The task: Change every "porous mineral texture" in the material to "pitted rock surface" and give all of the material again with nothing else altered. Leave the pictures out.
***** Excerpted records
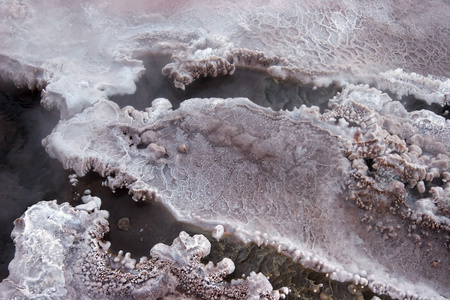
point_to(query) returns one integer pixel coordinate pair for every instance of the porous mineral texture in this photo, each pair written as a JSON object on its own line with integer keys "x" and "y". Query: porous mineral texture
{"x": 60, "y": 254}
{"x": 338, "y": 191}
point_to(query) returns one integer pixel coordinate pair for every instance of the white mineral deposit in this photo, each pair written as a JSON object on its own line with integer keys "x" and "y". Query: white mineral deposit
{"x": 359, "y": 190}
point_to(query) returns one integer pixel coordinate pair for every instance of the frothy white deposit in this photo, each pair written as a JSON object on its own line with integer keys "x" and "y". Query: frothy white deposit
{"x": 360, "y": 191}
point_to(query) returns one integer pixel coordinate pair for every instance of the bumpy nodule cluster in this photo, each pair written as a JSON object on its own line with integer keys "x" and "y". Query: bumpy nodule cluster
{"x": 281, "y": 178}
{"x": 61, "y": 255}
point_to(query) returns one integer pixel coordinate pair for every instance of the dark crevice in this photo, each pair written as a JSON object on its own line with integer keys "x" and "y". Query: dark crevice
{"x": 255, "y": 85}
{"x": 27, "y": 174}
{"x": 412, "y": 103}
**********
The completed task:
point_to(query) returns one integer pixel coordinate pair for every instance of the pitted rock surface in this photo, each pair written as a JSON object on its own line with integer keys "x" and "y". Query: pitted rock surface
{"x": 60, "y": 254}
{"x": 338, "y": 191}
point_to(query) returns one integer pixel coordinate pair for every instance of the white mineral deposit in this photo, each pair written as a JSON object on its own line with integer keys "x" and "y". Query: white mineral deposit
{"x": 359, "y": 190}
point_to(query) returns one integer pixel coordinate pair for every instance of the frothy white deposit in this photo, each pair written as a JSON object on its own line with integer keys "x" and "y". Query: frothy white deposit
{"x": 360, "y": 191}
point_to(query) returns one integer pixel coordinate pair for every instance of the bumpy nodule cluster in this photo, each pair written as a JSON object on its own line with integer keys "x" and "y". Query: bumpy nodule cluster
{"x": 281, "y": 178}
{"x": 61, "y": 255}
point_to(query) returns one integer pixel coordinate pair for every instance of the dark crevice in this photo, each pair written as a JSON object on its own line with integer keys "x" and "y". Query: dark crevice
{"x": 255, "y": 85}
{"x": 27, "y": 174}
{"x": 412, "y": 103}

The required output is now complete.